Java Web Start

This may not be the greatest of choices for forum, but I know the folks round here have used Java Web Start.

As we know, I’m not very bright, and I don’t read technical stuff very well. So, does anyone know of simple tutorial/example of using java web start?

Thanks in advance for any help,

Kev

Take any of the webstart apps around and read the JNLP files. Most applications are really easy and the JNLP file is easy to read.

For the rest:

http://www.vamphq.com/

this is what my jnlp webstart file looked like, and it worked. The filename is the same as the program.jar file, in this case Bricker2.jnlp

<?xml version="1.0" encoding="UTF-8"?>

<jnlp spec=“1.0+”
codebase=“http://afweb.hit.no/~u022304/

Bricker2 v0.2 Martin Seterstoen Tech/demo version of Bricker2

In a similar vein:

anyone have a reference for how to package a .jar file and prepare a .jnlp file so that you can do incremental updates? By incremental, I mean that if I add a new resource to a .jar, only that resource is downloaded and added to the existing jar, as opposed to downloading the whole file.

Sorry, doesn’t work that way. HTTP is an all or nothing protocol, so webstart needs to download the entire file if it changes. If you’re expecting a lot of changes, split your program into lots of JAR files.

Yes it does work that way. :slight_smile:

But you require more support on the server side… have to use the jardiff utility etc… I don’t know enough details. I think you can get a servlet from the web start pages that does most of what you need on the server side.

To-do list
[1] Summarize the Java Web Start forum thread in two sentences.
[2] According to the Java Web Start forum thread, what should a program be split into if many changes are expected?
[3] Extend the Java Web Start forum thread, picking up after its final sentence.

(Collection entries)

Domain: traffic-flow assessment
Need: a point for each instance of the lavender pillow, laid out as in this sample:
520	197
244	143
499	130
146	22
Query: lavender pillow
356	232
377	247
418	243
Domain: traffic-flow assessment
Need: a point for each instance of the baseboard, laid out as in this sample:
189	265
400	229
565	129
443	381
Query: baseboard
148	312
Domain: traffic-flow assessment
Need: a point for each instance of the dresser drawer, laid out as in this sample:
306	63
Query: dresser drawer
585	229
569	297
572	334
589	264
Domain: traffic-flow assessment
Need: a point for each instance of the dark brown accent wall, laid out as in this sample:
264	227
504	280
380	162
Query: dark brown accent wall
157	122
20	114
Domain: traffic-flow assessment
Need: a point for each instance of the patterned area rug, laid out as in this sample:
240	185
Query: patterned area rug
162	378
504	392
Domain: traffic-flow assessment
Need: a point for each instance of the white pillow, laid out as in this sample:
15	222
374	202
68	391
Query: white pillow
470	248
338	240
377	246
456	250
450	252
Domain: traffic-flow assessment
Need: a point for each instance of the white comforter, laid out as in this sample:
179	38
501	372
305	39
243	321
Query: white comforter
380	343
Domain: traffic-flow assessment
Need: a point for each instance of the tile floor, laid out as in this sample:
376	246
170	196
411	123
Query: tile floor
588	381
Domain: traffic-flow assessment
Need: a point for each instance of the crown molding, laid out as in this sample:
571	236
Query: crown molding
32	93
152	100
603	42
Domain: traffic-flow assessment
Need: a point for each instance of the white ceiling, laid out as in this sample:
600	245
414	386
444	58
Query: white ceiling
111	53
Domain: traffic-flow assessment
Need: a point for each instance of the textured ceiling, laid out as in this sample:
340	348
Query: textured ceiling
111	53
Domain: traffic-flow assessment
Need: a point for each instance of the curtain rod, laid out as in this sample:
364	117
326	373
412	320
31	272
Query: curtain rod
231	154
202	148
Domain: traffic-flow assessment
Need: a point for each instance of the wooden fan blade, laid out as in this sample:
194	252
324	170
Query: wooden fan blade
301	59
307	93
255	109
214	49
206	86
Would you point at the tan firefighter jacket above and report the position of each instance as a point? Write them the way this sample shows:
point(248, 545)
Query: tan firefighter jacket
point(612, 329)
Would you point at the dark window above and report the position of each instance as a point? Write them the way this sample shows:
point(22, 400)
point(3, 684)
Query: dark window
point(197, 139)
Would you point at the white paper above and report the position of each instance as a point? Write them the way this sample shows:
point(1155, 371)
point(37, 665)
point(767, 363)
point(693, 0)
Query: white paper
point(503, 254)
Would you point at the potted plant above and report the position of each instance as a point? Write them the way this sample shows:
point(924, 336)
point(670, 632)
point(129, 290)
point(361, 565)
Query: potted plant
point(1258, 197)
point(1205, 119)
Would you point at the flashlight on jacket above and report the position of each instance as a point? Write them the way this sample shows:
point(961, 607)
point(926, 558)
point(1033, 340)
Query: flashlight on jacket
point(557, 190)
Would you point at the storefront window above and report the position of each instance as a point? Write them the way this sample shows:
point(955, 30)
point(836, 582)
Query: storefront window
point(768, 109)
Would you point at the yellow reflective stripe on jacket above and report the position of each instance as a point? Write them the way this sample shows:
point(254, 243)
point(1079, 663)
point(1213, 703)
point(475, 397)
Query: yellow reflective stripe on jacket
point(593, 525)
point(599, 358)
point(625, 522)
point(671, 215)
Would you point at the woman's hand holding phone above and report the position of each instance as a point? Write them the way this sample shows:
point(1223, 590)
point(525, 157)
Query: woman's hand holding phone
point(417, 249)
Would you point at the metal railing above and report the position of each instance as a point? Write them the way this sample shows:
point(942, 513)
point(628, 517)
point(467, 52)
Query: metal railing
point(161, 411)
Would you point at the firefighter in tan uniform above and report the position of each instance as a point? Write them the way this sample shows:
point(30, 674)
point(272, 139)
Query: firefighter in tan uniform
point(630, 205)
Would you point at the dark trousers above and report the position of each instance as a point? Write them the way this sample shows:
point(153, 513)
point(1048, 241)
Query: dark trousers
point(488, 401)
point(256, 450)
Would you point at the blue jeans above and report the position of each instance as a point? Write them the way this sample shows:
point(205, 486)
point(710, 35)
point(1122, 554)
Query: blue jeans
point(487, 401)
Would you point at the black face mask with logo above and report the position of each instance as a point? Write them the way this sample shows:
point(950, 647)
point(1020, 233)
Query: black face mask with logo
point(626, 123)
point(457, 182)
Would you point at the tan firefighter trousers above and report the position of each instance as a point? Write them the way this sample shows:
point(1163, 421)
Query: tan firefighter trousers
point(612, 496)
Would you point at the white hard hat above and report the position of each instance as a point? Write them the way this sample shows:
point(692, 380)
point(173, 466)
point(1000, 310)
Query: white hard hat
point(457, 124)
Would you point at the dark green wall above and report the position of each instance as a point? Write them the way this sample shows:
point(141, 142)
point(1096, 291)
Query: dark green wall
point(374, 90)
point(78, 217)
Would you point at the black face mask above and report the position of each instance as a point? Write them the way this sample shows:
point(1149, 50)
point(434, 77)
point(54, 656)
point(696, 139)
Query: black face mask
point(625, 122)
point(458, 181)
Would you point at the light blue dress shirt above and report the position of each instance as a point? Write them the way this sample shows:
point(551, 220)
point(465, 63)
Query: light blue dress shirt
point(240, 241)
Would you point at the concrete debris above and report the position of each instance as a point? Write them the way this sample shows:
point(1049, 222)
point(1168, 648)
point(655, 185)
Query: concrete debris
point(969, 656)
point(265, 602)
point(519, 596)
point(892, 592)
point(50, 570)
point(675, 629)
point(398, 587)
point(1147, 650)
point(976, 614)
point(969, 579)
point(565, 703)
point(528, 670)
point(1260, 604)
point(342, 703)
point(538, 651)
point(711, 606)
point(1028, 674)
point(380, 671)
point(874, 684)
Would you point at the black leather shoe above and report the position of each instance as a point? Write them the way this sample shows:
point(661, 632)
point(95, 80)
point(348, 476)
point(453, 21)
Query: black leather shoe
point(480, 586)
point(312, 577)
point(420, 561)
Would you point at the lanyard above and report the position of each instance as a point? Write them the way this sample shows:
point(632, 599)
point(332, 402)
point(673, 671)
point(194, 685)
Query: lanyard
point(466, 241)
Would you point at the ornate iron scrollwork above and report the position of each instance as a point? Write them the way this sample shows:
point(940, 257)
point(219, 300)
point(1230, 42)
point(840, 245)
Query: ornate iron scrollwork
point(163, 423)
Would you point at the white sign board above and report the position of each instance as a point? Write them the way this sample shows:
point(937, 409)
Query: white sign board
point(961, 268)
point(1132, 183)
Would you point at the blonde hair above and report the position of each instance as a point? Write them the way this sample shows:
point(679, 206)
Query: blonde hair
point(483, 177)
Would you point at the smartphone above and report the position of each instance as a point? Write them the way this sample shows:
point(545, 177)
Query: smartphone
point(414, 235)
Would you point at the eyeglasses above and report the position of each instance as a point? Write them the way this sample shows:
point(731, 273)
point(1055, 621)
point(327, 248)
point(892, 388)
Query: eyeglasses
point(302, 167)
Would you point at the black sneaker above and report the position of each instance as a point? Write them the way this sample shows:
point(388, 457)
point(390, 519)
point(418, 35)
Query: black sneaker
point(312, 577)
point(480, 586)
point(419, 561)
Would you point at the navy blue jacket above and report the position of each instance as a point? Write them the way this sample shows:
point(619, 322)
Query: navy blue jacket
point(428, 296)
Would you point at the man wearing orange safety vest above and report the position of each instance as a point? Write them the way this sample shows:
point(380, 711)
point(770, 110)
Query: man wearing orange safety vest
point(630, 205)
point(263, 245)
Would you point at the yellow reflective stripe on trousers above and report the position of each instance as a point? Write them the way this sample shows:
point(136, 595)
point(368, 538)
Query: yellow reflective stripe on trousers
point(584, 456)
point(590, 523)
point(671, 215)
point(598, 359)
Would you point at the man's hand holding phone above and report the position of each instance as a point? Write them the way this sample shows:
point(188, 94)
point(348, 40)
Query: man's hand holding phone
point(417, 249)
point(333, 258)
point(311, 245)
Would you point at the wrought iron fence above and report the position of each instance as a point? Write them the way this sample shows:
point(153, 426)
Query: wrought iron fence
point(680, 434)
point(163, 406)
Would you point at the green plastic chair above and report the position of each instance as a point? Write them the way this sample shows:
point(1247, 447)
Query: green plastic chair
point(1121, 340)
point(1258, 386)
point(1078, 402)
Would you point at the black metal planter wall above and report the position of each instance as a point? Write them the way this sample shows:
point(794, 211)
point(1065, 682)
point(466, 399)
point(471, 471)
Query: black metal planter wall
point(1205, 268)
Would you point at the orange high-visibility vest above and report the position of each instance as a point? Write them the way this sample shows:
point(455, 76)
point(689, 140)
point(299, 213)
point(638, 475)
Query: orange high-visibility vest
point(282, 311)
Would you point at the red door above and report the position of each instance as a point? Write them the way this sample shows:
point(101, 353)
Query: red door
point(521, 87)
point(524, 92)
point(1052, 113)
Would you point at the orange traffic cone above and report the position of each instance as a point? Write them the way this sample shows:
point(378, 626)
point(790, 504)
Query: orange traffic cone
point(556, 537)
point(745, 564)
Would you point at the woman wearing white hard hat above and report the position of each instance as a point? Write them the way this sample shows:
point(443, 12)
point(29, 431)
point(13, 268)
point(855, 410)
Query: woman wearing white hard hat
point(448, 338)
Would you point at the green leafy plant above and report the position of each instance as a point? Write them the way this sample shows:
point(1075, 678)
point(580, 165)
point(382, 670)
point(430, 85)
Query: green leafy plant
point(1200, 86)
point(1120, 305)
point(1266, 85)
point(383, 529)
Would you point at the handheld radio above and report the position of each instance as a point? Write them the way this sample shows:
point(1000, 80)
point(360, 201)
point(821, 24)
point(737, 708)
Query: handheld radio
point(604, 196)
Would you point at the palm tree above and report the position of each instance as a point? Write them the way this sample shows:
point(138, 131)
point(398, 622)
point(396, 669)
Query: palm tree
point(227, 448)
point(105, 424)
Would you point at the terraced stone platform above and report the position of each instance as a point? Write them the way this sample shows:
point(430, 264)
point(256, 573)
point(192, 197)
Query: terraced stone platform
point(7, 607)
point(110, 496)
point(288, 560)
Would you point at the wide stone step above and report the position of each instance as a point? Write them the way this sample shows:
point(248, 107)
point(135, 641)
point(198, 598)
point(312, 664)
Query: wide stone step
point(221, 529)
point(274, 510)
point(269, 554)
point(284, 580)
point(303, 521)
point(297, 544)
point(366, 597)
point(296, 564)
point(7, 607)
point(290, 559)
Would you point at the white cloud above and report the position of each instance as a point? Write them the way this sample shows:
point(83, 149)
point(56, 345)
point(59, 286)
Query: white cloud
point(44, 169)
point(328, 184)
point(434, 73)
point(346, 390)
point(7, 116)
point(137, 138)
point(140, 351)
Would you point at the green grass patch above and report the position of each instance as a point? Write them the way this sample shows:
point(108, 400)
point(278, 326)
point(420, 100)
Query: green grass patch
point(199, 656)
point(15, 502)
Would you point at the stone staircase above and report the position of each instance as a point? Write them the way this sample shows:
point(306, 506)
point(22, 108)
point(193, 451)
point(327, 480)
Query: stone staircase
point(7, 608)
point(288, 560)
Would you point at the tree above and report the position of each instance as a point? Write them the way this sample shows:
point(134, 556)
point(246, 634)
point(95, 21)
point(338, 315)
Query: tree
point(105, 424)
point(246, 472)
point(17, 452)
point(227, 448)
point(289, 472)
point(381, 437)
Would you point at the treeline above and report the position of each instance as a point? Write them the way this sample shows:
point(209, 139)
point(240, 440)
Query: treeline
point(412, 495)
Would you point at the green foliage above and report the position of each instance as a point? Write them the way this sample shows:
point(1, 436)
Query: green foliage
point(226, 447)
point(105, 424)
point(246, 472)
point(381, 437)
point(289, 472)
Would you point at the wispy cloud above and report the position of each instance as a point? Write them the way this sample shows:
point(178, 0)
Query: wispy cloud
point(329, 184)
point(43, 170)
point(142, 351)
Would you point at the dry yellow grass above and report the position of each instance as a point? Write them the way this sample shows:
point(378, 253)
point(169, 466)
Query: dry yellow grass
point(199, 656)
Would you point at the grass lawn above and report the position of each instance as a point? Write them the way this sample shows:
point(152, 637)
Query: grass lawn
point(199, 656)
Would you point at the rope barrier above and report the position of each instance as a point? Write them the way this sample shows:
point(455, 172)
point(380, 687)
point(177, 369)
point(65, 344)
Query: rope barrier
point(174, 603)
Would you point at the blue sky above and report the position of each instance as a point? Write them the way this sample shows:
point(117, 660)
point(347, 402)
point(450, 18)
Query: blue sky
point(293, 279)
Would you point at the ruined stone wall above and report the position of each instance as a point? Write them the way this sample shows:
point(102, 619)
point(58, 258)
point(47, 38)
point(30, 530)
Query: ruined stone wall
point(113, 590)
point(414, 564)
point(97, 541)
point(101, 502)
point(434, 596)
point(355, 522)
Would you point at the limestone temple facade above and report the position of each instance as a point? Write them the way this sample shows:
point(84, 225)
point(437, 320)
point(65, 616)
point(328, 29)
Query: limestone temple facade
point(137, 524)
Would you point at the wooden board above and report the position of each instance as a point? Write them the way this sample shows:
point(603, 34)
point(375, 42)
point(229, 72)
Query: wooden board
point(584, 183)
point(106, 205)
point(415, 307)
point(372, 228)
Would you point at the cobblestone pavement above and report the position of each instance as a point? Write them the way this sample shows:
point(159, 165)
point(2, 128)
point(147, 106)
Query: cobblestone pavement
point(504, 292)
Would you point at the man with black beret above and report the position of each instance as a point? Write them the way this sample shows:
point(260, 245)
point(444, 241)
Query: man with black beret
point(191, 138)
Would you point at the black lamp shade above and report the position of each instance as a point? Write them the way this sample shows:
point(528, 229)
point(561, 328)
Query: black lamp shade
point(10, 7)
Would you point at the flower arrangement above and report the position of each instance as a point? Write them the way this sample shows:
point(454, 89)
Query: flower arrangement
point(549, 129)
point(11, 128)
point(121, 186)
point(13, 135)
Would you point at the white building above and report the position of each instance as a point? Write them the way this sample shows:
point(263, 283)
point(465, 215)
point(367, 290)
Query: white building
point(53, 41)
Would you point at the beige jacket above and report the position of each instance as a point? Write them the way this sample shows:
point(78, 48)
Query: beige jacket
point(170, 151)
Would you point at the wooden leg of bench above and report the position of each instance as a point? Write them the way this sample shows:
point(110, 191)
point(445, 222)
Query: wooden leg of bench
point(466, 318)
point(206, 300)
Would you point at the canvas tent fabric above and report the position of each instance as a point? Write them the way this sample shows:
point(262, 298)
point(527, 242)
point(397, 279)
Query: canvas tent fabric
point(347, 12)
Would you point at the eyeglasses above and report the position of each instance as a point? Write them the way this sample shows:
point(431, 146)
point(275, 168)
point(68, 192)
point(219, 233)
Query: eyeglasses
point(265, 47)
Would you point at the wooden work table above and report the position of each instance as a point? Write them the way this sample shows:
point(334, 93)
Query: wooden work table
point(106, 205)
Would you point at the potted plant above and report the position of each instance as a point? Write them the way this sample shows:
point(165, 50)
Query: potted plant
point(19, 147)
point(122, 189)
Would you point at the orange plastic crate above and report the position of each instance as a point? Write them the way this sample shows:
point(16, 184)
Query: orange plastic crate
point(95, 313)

Results by task
[1] A poster asks for a simple tutorial or example of Java Web Start and is told to read the JNLP files of existing webstart apps, and another poster shares the JNLP file that worked for the Bricker2 program. A later question about incremental .jar updates draws one reply that webstart must download the entire changed file and another that such updates are possible with added server-side support, such as the jardiff utility.

[2] Lots of JAR files.

[3]
More details are here:
http://java.sun.com/products/javawebstart/1.2/docs/downloadservletguide.html

The relevant part is:

[b]Automatic JARDiff generation[/b]
[b]The servlet will automatically generate and return incremental updates to JAR files, if possible.[/b] If the current-version-id parameter is included in the request and the servlet can find both a match on the current-version-id and the requested version (given the above matching rules) and the request is for a JAR file (e.g., the target resource has the .jar extension), then a JARDiff file will be generated by the servlet. The JARDiff file is returned as long as its size is less than that of the requested version.

The JARDiff file is generated and stored in a temporary directory that is specific to the given Web container. The servlet locates the temporary working directory using the javax.servlet.context.tempdir context attribute.

Well that’s new. Looks like you generate a delta or “patch” jar for webstart to use to override the original jar. Smart.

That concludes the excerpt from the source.